BEGIN Supplied information
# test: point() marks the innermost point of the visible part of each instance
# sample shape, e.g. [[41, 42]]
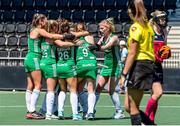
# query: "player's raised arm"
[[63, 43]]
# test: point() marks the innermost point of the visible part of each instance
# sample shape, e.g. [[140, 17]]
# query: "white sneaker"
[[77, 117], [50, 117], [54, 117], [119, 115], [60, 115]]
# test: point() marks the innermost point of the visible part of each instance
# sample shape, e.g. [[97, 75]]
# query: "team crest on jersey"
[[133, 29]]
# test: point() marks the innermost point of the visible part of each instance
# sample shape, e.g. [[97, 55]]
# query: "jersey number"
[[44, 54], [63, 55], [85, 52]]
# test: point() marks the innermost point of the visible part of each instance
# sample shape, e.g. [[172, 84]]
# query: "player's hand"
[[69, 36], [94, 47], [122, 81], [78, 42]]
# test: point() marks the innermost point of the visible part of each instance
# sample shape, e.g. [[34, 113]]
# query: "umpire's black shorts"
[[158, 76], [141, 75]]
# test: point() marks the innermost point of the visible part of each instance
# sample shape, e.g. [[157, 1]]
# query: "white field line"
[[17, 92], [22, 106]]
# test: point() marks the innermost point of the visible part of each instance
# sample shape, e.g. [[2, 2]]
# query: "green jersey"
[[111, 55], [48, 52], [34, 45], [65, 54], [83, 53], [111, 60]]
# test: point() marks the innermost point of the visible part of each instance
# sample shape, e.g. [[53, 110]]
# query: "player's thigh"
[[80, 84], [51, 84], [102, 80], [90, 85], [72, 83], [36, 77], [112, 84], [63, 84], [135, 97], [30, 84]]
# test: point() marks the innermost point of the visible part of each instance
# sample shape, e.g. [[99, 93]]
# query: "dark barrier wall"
END Supplied information
Could you reproduce the material verbatim, from its first line down to and including the line containing "[[44, 54], [63, 55], [85, 52]]", leaving out any pictures?

# test: point() marks the innermost point of the visible part of each instance
# sample shape, e.g. [[41, 42]]
# query: "player's raised arm"
[[63, 43]]
# test: point() marks the innermost point of the visible part of each instance
# sample shape, e.g. [[140, 17]]
# query: "white sneaker"
[[77, 117], [50, 117], [54, 117], [119, 115], [60, 115]]
# test: point() marks the innermost point of the visible part of each instance
# sample shape, e.g. [[97, 75]]
# query: "team crest on jersey"
[[133, 29]]
# test: point() marks the innermost point of the visible part of each instance
# sample shape, e.g. [[97, 55]]
# query: "jersey number"
[[44, 54], [63, 55], [85, 52]]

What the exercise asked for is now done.